■ What is needed: All of the records must be given again exactly.

[Extracted records]
■ ■ ■ ■ ■ ■ ■
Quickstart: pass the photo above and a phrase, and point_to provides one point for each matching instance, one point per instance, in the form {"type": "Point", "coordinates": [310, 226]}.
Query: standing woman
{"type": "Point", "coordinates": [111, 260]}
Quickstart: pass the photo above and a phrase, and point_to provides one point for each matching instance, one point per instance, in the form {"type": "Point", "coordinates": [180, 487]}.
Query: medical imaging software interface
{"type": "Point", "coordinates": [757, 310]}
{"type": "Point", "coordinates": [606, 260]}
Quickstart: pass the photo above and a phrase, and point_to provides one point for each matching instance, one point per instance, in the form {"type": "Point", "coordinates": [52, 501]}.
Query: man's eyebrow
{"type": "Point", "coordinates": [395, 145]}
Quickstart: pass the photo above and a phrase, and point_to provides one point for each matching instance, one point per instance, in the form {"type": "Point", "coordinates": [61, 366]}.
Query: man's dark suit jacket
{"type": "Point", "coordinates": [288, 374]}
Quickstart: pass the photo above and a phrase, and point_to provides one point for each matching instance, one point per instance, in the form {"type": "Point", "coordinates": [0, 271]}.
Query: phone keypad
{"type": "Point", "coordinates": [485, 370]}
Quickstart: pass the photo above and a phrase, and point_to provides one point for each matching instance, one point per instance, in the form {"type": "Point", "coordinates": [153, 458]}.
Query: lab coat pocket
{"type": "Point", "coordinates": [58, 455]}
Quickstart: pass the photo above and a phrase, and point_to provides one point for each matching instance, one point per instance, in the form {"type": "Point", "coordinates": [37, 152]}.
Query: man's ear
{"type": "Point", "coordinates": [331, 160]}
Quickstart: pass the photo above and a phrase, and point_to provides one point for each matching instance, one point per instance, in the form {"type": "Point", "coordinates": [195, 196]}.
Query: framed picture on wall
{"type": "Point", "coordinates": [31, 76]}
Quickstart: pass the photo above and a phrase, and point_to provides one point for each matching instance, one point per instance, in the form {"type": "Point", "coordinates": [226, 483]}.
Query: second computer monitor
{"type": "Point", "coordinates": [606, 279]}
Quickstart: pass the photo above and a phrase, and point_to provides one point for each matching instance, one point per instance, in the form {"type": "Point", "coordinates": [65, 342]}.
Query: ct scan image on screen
■ ■ ■ ■ ■ ■ ■
■ Result for this exercise:
Quickstart: pass the photo above and a phrase, and point_to provides one point for each matching instance, one point per instance, in the form {"type": "Point", "coordinates": [310, 226]}.
Query: standing woman
{"type": "Point", "coordinates": [111, 260]}
Quickstart: pass the photo above and a phrase, and point_to provides one point for each matching instance, one point per instance, in the form {"type": "Point", "coordinates": [180, 487]}.
Query: medical imaging software interface
{"type": "Point", "coordinates": [757, 310]}
{"type": "Point", "coordinates": [606, 260]}
Quickstart: pass the photo above and a phrase, and point_to provides one point for each matching instance, one point per instance, in the form {"type": "Point", "coordinates": [52, 501]}.
Query: man's eyebrow
{"type": "Point", "coordinates": [395, 145]}
Quickstart: pass the photo above and a phrase, and point_to provides one point for each matching instance, one point per instance, in the form {"type": "Point", "coordinates": [61, 366]}.
Query: man's dark suit jacket
{"type": "Point", "coordinates": [288, 374]}
Quickstart: pass the photo above and a phrase, and point_to provides one point for each matching instance, one point per instance, in the form {"type": "Point", "coordinates": [0, 271]}.
Query: phone keypad
{"type": "Point", "coordinates": [485, 370]}
Quickstart: pass the photo above and a phrase, and point_to provides one point for each matching instance, one point per instance, in the form {"type": "Point", "coordinates": [153, 458]}.
Query: lab coat pocket
{"type": "Point", "coordinates": [58, 455]}
Quickstart: pass the photo above and a phrase, and point_to provides one point for each matching instance, one point per instance, in the form {"type": "Point", "coordinates": [37, 152]}.
Query: man's ear
{"type": "Point", "coordinates": [331, 160]}
Quickstart: pass the photo above and a phrase, and point_to provides one point for each matching instance, one point per instance, in the form {"type": "Point", "coordinates": [195, 196]}.
Query: framed picture on wall
{"type": "Point", "coordinates": [31, 76]}
Quickstart: pass the photo above and a phrase, and point_to provides one point for each matching instance, one point per instance, in the form {"type": "Point", "coordinates": [226, 483]}.
Query: second computer monitor
{"type": "Point", "coordinates": [606, 279]}
Quickstart: pass the photo above and a phrase, and point_to provides one point for each matching instance, one point per instance, in the form {"type": "Point", "coordinates": [65, 342]}.
Query: ct scan image on screen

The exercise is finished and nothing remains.